=== Provided records ===
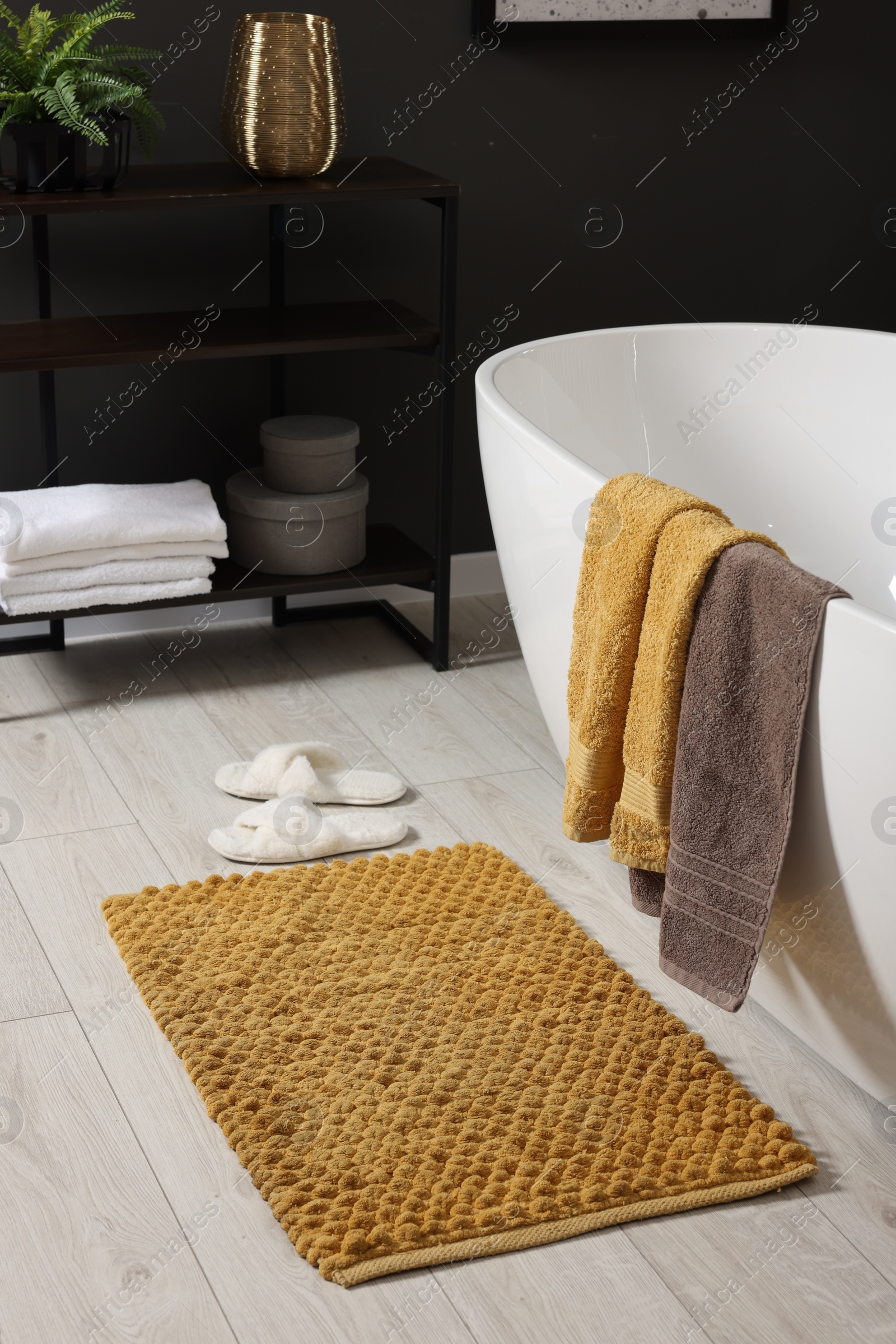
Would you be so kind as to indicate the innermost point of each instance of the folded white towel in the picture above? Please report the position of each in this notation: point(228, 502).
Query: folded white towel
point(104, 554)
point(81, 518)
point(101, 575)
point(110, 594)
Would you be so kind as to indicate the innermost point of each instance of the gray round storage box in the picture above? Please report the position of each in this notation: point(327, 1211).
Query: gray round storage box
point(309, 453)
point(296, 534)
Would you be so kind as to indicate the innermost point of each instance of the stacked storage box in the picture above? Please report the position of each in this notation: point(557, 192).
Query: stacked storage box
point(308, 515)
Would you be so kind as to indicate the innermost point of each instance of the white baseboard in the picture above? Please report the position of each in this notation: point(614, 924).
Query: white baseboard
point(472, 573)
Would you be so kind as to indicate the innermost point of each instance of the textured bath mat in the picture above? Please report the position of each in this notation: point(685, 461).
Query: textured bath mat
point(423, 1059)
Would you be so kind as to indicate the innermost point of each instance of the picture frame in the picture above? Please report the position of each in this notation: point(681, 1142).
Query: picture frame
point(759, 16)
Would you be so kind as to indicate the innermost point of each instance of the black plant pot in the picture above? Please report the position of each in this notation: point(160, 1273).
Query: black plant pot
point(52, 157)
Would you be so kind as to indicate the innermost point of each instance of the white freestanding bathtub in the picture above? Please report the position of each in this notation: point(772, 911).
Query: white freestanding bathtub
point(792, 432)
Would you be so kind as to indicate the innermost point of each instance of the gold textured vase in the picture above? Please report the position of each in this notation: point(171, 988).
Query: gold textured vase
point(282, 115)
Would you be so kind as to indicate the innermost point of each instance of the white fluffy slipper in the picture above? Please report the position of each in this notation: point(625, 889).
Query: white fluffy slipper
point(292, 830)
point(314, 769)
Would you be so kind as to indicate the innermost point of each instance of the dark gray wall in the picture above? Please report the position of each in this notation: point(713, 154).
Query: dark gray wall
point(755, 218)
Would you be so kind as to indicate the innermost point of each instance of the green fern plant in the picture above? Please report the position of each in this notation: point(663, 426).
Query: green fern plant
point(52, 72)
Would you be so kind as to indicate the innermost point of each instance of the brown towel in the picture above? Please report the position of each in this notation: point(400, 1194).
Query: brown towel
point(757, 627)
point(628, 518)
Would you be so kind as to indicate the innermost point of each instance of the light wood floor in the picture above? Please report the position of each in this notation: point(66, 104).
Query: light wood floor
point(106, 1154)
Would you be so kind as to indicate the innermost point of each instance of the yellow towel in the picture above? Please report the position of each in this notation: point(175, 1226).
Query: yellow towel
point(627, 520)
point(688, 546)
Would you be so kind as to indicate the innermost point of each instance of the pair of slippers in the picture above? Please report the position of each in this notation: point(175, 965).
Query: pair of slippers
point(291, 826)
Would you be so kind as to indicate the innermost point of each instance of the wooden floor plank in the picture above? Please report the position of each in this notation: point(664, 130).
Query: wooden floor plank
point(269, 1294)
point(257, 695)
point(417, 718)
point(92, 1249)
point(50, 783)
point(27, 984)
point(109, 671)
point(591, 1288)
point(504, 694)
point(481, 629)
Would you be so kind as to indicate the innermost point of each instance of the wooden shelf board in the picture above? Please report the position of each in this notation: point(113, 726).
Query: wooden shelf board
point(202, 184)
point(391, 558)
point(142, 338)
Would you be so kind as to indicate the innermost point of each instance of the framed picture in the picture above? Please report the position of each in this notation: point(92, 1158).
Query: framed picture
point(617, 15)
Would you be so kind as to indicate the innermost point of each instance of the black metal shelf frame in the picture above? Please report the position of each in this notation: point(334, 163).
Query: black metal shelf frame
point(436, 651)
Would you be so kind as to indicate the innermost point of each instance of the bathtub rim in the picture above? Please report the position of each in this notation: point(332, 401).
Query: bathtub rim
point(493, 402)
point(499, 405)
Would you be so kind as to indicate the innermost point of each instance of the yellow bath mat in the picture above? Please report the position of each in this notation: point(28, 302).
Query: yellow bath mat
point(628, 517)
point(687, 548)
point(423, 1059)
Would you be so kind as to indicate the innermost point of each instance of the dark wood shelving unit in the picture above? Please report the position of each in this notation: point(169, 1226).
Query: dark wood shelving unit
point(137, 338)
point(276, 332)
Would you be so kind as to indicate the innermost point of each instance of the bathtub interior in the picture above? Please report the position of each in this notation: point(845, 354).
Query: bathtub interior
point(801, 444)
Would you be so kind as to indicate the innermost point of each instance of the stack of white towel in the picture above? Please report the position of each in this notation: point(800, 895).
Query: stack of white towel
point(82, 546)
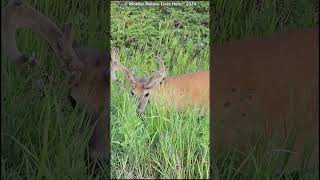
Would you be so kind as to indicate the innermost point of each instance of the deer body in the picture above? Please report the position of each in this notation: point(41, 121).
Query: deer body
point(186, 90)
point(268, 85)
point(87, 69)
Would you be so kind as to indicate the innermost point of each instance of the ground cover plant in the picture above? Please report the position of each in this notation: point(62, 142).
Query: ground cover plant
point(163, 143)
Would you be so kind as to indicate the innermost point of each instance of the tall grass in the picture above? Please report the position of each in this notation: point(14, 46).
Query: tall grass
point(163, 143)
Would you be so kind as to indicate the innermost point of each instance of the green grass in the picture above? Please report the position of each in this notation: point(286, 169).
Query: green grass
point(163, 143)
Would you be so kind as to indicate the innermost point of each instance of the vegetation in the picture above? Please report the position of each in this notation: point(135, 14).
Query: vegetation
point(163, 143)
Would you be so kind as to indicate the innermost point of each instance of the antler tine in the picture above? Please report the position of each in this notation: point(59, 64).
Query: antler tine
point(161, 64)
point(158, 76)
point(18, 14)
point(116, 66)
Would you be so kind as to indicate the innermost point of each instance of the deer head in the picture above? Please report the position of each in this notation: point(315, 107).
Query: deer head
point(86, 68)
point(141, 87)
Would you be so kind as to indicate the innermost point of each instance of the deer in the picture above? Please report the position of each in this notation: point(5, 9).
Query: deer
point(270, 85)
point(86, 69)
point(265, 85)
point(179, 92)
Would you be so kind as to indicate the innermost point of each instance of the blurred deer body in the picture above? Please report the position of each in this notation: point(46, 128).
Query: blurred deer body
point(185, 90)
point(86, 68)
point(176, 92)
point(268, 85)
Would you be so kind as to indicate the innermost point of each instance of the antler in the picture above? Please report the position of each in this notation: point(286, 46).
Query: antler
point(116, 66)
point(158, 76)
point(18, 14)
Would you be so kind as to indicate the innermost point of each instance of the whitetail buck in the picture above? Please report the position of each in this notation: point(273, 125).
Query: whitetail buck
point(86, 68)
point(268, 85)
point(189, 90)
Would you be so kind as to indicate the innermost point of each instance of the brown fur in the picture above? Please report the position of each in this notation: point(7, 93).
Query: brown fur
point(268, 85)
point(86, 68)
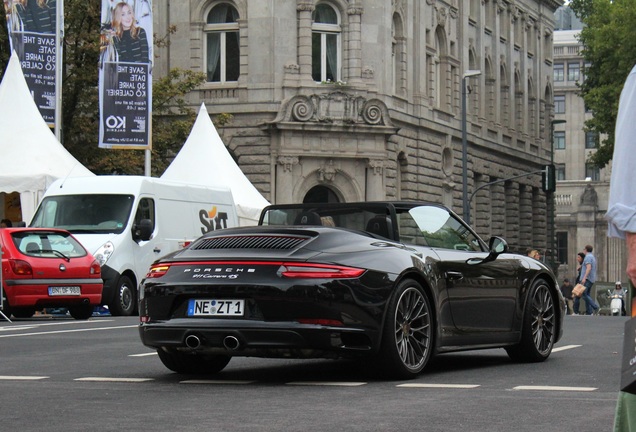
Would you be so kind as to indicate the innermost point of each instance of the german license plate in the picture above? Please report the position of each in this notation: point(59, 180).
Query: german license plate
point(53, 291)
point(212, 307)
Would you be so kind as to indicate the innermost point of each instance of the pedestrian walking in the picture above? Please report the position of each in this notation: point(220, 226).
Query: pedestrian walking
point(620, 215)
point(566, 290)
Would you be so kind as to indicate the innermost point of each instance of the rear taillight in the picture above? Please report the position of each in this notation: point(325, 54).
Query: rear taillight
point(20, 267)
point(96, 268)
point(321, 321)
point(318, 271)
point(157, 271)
* * *
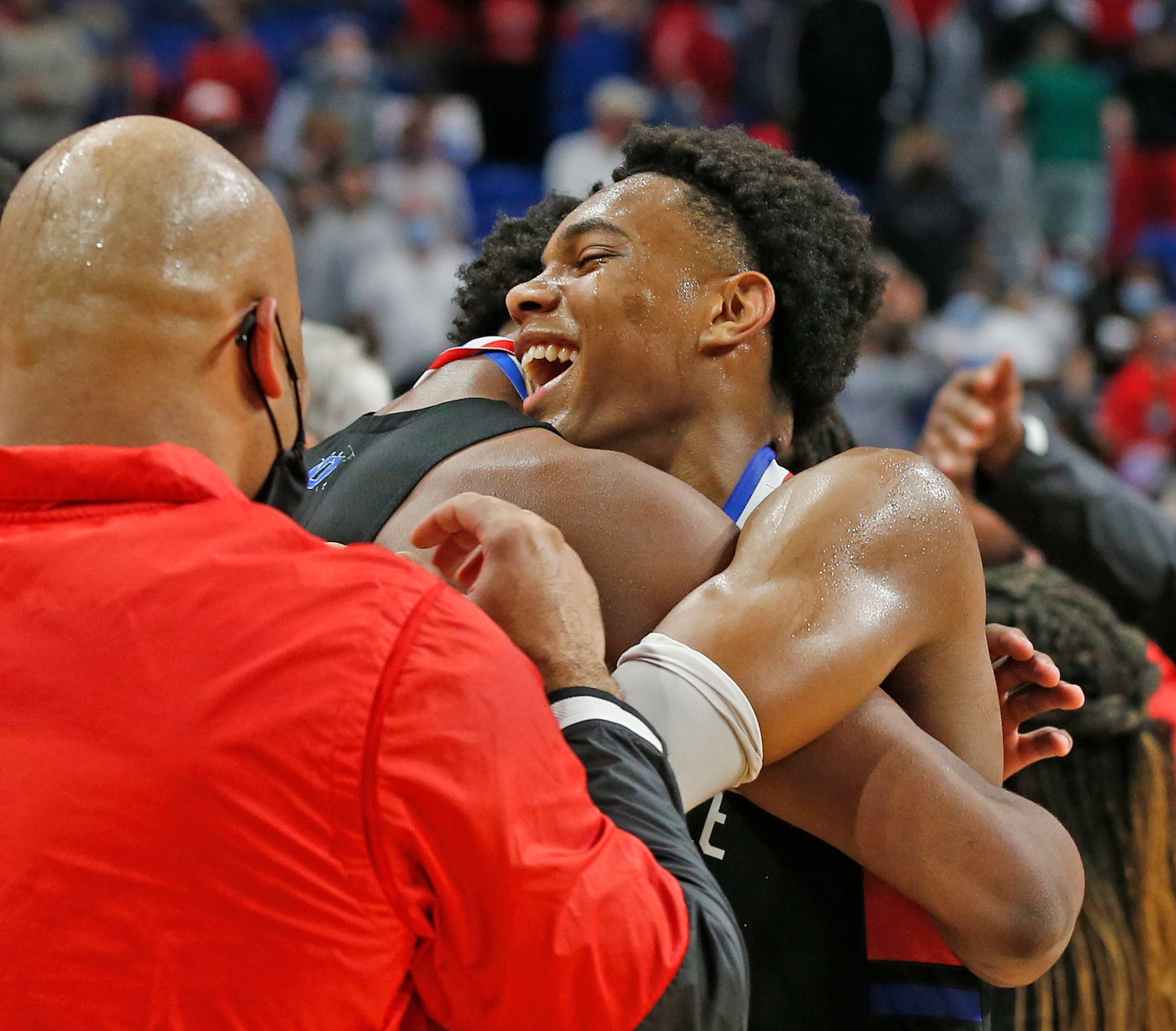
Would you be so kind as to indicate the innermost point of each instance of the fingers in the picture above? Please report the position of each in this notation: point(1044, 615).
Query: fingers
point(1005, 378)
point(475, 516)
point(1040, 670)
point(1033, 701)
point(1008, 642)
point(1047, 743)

=== Aim ===
Can you pull out, word for word, the stretch of the records from the line containing "notation: point(169, 1226)." through the line containing "point(801, 444)", including both of those lines?

=== Exercise result ===
Would you be so kind as to indicate the innermost point of each instance of the dark wood shelving unit in the picture above? Please report the position of each in this notation: point(169, 1226).
Query: dark wood shelving unit
point(137, 338)
point(276, 332)
Would you be so kind as to indicate the innermost point of each instance of the bathtub interior in the picture above? Please report the position of each in this notation: point(845, 354).
Query: bathtub interior
point(801, 444)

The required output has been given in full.